◆ REQUEST:
From the line containing "Locate the wooden" to the end of the listing, write out every line exactly; leave out everything else.

--- START ENTRIES SHOWN ---

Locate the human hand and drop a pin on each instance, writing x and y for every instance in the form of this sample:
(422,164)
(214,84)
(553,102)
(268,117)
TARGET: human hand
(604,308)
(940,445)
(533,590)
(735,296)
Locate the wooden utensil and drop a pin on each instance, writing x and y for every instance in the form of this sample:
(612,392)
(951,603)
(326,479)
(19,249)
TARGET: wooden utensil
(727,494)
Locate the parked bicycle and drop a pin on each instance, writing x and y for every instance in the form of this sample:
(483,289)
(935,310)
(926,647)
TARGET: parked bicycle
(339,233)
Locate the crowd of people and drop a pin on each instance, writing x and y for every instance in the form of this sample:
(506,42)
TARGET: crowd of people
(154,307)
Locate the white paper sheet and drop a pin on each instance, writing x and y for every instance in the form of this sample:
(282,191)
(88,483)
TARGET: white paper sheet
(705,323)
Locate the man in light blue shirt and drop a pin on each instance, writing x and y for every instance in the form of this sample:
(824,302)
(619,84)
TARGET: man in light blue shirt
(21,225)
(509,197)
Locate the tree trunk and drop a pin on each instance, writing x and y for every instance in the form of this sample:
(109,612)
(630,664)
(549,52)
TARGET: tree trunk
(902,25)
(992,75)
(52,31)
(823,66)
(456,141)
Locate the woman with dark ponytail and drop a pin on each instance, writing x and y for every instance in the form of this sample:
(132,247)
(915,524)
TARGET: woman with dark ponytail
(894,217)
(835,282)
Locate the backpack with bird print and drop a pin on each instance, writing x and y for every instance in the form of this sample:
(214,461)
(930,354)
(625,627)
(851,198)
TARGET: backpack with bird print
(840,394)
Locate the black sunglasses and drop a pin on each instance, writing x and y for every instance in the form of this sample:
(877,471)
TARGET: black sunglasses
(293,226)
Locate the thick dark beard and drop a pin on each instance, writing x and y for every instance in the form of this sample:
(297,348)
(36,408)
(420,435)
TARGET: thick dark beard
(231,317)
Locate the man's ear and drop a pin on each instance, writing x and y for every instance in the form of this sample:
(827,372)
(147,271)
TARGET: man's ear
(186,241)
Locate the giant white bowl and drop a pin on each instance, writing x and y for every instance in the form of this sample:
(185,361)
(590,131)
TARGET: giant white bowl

--- END ENTRIES SHOWN ---

◆ SOLUTION BELOW:
Locate the wooden utensil and drop a pin on each instance, writing x and y for every instance in the form of this sample:
(612,392)
(951,603)
(326,479)
(19,249)
TARGET: wooden utensil
(727,494)
Locate the parked bicycle and drop a pin on each instance, writing x and y for every instance in the form of this sample:
(483,289)
(935,310)
(926,647)
TARGET: parked bicycle
(339,233)
Locate the crowd of people and drop a pin on each instance, writing x and y for every instance in the form of this sample:
(506,42)
TARGET: crowd of people
(154,307)
Locate the white paper sheet and drop a pin on each instance, writing x and y for every instance in the form of this sample:
(282,191)
(88,483)
TARGET: white paper sheet
(705,323)
Locate the man in light blue shirt and drop a pin on each instance, writing x and y for every instance in the form of this sample:
(824,302)
(619,84)
TARGET: man in light blue shirt
(21,225)
(509,197)
Locate the tree trunk and drop a pin on each instance, writing x and y for every instance in the form of this sample:
(109,612)
(630,664)
(549,52)
TARGET: tree trunk
(902,25)
(992,75)
(52,31)
(823,66)
(456,141)
Locate the woman with dark ponytail and drop a pin on each instance, writing x and y for every instance in the form of this sample:
(132,247)
(915,524)
TARGET: woman with dark ponytail
(894,217)
(835,282)
Locate the backpack with bird print and drop a pin on each instance, writing x and y for every instance in the form of this sample:
(214,461)
(930,354)
(625,627)
(851,198)
TARGET: backpack with bird print
(840,394)
Locate the black sunglasses and drop a pin on each instance, writing x and y for every instance in the form of this sample:
(877,471)
TARGET: black sunglasses
(293,226)
Locate the thick dark beard and drop a pin on each instance, writing x and y for every instance in the form of this sample:
(297,348)
(36,408)
(420,435)
TARGET: thick dark beard
(231,317)
Locate the man's ear and drop a pin on each instance, writing x and y for every instance in the form of this sample:
(827,372)
(147,271)
TARGET: man's ear
(186,241)
Locate the giant white bowl and drop a pin on each instance, writing x and y for every instance in the form of this sample:
(185,361)
(590,131)
TARGET: giant white bowl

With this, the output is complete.